### PASSAGE PROVIDED
_ _ _ _ _ _ _

I'd like to share my first tuning experience with perf, ctf and
TraceCompass here, and I hope my experience helpful to diamon.org. Most
part of this mail is talking about my work. If you don't
interest in it, you can directly jump to conclusion part.

*My Task*

What I'm working on is finding the reason why CPU idle rate is high when
we benchmarking a database. I think it should be a very simple task:
tracing scheduling and system calls, finding the previous syscall issued
before idle, then based on statistics, collecting some user spaces call
stack, I can give an answer. I use perf to collect trace,
perf-convert-to-ctf to get ctf output and TraceCompass for
visualization.


*My Experience*

First of all I use perf to collect trace:

 # perf record -a -e sched:* -e raw_syscalls:* sleep 1

then

 # perf data convert --to-ctf out.ctf

Which is simple. However, raw_syscalls:* tracepoints export less
information than syscalls:* tracepoints. Without them I have to manually
find syscall name from syscall id. I prefer to use:

 # perf record -a -e sched:* -e syscalls:* sleep 1

However there are some bugs and I have to make some patches. They are
posted and being disscussed currently, those bugs are still exist
upstream.

Then I need to convert perf.data to ctf. It tooks 140.57s to convert
2598513 samples, which are collected during only 1 second execution. My
working server has 64 2.0GHz Intel Xeon cores, but perf conversion
utilizes only 1 of them. I think this is another thing can be improved.

The next step is visualization. Output ctf trace can be opened with
TraceCompass without problem. The most important views for me should be
resources view (I use them to check CPU usage) and control flow view (I
use them to check thread activities).

The first uncomfortable thing is TraceCompass' slow response time. For
the trace I mentioned above, on resource view, after I click on CPU
idle area, I have to wait more than 10 seconds for event list updating
to get the previous event before the idle area.

Then I found through resources view that perf itself tooks lots of CPU
time. In my case 33.5% samples are generated by perf itself. One core is
dedicated to perf and never idle or taken by others. I think this should
be another thing needs to be improved: perf should give a way to
blacklist itself when tracing all CPUs.

TraceCompass doesn't recognize syscall:* tracepoints as CPU status
changing point. I have to also catch raw_syscall:*, and which doubles
the number of samples.

Finally I found the syscall which cause idle. However I need to write a
script to do statistics. TraceCompass itself is lack a mean to count
different events in my way.

The next thing I should do is to find the calltrace which issue the
syscall. This time TraceCompass won't help, mostly because perf
convertion now doesn't support converting calltrace.

*Conclusion*

I suggest perf and TraceCompass to think about following improvements:

 1. Reducing the cost of perf recording. There are one third events are
    generated by perf itself in my case. Is it possible that perf could
    provide an ability that blacklist itself and collect all other
    events?

 2. Improving perf converting performance. Converting perf.data to CTF is
    slow, but it should be offline most of the time. We can utilize the
    abilities multi-core server to make it working in parallel.

 3. Improving TraceCompass responding performance, especially when
    synchronizing different views.

 4. Support converting userspace call trace. I think perf side should already
    have a plan on it.

 5. Ad-Hoc visualization and statistics. Currently TraceCompass only
    support dwaring pre-defined events and processes. When I try to
    capture syscalls:*, I won't get benefit from TraceCompass because it
    doesn't know them. I believe that during system tuning we will
    finally get somewhere unable to be pre-defined by TraceCompass
    designer. Therefore give users abilities to define their own events
    and model should be much helpful.

Thank you.

_ _ _ _ _ _ _

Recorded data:
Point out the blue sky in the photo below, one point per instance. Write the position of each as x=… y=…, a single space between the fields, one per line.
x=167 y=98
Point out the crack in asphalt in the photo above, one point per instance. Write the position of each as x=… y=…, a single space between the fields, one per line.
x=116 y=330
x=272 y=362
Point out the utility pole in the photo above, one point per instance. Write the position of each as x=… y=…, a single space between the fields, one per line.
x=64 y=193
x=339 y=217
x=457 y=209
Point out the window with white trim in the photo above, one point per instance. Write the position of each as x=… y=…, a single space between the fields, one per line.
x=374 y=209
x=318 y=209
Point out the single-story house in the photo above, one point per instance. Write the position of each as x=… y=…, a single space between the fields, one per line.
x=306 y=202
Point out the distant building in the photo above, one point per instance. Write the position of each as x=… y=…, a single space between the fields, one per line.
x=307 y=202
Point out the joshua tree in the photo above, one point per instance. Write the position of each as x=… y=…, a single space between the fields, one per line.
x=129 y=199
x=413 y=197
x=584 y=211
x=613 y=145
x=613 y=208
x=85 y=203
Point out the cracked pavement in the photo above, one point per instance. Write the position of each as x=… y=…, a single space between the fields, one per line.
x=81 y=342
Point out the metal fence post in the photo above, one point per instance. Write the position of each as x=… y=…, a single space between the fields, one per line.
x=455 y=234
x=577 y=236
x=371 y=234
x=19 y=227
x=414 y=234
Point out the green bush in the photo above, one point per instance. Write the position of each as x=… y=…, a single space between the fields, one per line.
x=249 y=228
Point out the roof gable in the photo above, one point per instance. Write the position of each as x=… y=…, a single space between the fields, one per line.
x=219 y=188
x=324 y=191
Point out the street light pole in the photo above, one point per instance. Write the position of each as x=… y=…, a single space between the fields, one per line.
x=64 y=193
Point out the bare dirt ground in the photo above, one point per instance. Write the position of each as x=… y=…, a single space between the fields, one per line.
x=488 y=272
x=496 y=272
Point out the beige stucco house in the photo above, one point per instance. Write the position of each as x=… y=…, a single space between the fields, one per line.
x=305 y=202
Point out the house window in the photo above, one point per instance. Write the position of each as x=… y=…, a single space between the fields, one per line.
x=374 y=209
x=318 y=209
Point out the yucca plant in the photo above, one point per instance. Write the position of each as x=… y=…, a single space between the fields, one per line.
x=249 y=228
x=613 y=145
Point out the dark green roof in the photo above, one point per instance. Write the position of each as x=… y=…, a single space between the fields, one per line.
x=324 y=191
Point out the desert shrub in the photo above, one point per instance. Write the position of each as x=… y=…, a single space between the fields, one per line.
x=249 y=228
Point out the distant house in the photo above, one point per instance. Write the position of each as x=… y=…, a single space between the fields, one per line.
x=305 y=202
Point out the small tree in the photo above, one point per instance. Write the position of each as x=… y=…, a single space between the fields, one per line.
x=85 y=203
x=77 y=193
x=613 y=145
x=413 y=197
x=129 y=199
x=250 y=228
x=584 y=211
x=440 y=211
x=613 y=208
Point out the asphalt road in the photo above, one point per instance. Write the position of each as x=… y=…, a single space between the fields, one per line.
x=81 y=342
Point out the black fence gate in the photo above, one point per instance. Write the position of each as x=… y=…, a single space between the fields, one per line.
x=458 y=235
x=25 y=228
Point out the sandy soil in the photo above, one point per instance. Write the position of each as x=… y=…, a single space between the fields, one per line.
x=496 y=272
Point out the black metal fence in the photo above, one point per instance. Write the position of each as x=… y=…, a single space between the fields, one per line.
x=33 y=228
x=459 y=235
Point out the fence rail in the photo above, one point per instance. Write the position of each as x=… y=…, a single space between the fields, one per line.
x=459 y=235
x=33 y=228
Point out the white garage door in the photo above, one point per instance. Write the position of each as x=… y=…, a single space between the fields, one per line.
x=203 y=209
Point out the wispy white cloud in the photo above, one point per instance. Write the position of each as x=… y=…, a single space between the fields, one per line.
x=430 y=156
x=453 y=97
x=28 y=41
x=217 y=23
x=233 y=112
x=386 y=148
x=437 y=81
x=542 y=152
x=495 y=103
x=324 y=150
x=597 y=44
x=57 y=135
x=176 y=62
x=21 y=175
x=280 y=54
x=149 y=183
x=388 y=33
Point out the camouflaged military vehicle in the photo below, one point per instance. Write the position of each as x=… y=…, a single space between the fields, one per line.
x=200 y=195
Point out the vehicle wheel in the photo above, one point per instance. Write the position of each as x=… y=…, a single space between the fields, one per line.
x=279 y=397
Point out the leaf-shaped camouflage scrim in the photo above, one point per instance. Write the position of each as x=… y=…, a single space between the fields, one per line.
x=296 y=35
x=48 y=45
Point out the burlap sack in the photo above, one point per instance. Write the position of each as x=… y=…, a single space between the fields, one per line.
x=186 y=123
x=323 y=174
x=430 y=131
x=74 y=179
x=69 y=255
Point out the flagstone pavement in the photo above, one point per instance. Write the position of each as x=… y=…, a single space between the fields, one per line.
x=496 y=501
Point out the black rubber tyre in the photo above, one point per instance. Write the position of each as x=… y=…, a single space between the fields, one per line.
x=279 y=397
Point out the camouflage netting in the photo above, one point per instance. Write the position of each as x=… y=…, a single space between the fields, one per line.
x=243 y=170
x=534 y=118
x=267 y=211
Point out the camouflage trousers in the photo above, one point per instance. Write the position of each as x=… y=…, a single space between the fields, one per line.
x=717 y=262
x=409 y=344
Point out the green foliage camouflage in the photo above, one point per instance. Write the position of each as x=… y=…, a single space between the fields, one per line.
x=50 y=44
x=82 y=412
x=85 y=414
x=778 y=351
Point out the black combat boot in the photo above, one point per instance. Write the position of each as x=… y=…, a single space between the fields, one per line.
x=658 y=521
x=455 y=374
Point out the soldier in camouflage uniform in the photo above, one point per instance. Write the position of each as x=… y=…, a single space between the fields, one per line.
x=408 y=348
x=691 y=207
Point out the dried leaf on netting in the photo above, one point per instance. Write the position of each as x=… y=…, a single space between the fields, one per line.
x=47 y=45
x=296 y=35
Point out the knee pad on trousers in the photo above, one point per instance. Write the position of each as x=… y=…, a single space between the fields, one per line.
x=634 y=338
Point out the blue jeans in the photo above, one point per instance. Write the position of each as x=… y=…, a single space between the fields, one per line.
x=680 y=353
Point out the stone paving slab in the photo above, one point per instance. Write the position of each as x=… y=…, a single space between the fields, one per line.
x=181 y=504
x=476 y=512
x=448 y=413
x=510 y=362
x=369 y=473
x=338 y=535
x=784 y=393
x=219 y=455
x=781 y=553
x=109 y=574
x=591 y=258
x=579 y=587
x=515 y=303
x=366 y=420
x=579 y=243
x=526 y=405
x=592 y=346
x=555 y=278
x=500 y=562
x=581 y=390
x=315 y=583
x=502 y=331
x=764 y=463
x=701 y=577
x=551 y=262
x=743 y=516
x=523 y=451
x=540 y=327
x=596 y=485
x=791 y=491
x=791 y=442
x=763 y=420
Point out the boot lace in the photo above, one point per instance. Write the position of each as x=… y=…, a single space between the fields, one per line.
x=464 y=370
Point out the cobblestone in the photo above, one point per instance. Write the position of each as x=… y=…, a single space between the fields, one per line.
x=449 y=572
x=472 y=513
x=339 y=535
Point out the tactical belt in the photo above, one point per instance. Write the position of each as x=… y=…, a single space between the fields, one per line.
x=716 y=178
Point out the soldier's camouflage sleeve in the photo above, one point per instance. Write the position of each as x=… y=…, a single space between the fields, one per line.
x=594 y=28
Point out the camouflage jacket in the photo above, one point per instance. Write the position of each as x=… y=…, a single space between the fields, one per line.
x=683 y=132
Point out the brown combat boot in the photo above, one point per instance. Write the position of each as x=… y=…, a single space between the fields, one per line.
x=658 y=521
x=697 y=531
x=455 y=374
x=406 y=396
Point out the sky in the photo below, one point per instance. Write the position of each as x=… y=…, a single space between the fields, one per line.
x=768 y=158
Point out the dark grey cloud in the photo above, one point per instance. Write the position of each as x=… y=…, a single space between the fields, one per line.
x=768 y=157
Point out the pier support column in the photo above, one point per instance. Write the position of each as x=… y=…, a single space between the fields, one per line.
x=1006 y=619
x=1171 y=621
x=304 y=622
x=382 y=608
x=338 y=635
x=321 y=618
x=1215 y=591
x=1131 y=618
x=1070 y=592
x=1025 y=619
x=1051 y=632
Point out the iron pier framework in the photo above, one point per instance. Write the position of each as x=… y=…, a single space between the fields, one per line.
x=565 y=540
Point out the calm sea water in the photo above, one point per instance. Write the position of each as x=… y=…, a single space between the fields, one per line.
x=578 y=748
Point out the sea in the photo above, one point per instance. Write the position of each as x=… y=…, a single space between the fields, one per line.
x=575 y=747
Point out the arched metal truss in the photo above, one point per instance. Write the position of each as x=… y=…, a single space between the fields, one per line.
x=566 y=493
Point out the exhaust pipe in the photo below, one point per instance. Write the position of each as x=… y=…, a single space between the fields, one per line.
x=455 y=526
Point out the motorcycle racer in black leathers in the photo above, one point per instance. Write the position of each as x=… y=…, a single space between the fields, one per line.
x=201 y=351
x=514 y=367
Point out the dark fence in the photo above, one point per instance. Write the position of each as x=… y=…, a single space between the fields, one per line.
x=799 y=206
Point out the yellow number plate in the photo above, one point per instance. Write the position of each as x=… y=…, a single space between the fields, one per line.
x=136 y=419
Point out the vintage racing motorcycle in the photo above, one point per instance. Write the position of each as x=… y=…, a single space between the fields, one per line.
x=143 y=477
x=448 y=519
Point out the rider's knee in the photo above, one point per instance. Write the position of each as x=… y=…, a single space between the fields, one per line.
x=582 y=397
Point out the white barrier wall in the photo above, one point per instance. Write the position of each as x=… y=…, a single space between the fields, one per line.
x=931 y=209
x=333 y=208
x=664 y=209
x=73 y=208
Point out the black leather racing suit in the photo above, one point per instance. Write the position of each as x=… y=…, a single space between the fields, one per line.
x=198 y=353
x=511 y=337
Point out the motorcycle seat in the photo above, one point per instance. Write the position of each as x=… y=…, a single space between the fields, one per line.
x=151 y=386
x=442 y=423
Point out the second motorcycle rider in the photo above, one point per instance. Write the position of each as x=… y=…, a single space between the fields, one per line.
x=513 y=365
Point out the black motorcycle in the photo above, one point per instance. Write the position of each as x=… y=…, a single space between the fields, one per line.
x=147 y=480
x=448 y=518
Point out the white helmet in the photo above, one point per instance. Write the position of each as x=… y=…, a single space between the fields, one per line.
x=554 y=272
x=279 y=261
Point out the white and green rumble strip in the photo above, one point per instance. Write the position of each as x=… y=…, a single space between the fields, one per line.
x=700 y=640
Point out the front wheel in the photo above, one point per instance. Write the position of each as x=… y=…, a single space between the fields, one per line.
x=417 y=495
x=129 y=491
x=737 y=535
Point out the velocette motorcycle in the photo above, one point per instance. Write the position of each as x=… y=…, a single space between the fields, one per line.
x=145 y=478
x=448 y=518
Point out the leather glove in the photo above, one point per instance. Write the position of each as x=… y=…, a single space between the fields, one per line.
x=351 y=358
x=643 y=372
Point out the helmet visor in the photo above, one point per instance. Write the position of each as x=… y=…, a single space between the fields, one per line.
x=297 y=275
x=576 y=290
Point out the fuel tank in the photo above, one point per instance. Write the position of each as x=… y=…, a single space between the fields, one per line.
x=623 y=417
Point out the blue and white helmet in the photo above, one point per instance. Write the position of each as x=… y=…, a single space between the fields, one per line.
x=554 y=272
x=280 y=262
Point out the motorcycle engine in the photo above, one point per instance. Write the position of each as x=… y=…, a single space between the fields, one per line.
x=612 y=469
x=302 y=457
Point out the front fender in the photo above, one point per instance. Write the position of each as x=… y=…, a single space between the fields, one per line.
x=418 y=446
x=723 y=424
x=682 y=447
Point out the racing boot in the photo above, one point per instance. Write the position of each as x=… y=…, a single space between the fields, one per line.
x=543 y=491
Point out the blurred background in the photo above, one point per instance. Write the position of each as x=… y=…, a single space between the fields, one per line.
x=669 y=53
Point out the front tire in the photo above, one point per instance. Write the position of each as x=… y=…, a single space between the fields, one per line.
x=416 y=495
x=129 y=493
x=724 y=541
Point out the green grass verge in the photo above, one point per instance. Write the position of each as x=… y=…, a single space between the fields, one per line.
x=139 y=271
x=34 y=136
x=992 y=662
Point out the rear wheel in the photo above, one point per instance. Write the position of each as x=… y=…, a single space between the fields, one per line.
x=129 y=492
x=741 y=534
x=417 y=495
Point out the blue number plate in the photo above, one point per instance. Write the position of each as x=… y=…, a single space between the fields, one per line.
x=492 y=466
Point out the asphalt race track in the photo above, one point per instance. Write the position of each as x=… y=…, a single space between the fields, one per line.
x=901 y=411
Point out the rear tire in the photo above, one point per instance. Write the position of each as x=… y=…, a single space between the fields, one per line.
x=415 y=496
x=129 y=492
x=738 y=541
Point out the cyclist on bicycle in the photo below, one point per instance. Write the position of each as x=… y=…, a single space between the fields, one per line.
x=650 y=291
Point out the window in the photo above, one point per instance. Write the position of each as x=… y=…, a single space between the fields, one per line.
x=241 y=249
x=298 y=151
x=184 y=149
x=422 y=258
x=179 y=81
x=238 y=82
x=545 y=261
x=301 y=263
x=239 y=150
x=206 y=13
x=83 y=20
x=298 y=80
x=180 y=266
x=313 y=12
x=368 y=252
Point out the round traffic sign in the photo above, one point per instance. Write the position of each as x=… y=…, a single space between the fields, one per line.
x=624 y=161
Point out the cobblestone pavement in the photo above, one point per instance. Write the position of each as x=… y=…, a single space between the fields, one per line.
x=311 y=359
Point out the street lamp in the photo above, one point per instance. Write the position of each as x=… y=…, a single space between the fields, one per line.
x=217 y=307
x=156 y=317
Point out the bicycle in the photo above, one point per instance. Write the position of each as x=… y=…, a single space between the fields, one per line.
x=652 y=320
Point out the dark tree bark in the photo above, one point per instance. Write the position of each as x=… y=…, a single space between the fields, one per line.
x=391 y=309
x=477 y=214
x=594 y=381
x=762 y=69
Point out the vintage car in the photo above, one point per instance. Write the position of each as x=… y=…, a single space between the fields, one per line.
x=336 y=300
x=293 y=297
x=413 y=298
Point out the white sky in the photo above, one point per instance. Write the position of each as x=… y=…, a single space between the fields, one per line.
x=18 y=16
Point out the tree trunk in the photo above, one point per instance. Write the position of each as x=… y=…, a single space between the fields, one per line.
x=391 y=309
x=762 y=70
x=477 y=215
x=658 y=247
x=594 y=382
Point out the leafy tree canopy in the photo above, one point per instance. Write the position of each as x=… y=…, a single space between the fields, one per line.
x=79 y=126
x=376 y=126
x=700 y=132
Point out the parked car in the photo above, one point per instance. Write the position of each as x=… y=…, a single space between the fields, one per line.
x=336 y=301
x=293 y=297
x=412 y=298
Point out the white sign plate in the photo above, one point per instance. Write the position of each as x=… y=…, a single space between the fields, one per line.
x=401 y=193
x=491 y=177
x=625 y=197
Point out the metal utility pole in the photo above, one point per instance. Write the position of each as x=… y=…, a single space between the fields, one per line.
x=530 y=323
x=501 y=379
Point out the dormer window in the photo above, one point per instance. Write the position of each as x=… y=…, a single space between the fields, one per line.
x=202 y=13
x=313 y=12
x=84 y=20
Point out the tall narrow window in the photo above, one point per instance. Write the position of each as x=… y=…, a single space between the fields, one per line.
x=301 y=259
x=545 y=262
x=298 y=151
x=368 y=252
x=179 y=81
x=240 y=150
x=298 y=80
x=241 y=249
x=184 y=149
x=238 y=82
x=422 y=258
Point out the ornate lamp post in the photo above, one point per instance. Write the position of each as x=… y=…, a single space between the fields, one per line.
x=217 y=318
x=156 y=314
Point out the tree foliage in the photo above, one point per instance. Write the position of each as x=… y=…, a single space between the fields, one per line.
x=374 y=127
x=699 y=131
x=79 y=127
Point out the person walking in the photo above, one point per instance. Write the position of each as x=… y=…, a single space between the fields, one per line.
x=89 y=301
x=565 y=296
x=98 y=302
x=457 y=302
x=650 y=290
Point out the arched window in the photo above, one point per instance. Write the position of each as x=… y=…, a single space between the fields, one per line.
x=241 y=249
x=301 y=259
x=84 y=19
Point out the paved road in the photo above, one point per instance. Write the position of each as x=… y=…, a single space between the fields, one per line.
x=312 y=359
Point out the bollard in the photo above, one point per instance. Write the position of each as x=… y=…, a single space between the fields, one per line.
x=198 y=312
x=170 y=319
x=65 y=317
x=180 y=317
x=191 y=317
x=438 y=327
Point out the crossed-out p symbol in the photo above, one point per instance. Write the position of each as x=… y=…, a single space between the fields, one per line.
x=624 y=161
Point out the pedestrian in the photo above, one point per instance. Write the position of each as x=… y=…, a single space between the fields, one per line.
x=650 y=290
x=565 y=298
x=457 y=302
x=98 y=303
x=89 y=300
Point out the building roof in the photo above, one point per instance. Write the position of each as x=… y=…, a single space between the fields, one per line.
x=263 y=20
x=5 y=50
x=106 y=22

_ _ _ _ _ _ _

### DIRECTIVES
1: The post about tuning with perf and TraceCompass closes with a numbered set of suggested improvements. List the short heading of each one.
2: Put the rows of the recorded data into a Markdown table with the columns No. and Text. Begin at the first row of the recorded data, go on through the row containing "x=272 y=362", and skip any blank rows.
The post and the recorded data were gathered from unrelated sources.

### WORKED SOLUTIONS
1:
1. Reducing the cost of perf recording
2. Improving perf converting performance
3. Improving TraceCompass responding performance
4. Support converting userspace call trace
5. Ad-Hoc visualization and statistics

2:
| No. | Text |
|---|---|
| 1 | Point out the blue sky in the photo below, one point per instance. Write the position of each as x=… y=…, a single space between the fields, one per line. |
| 2 | x=167 y=98 |
| 3 | Point out the crack in asphalt in the photo above, one point per instance. Write the position of each as x=… y=…, a single space between the fields, one per line. |
| 4 | x=116 y=330 |
| 5 | x=272 y=362 |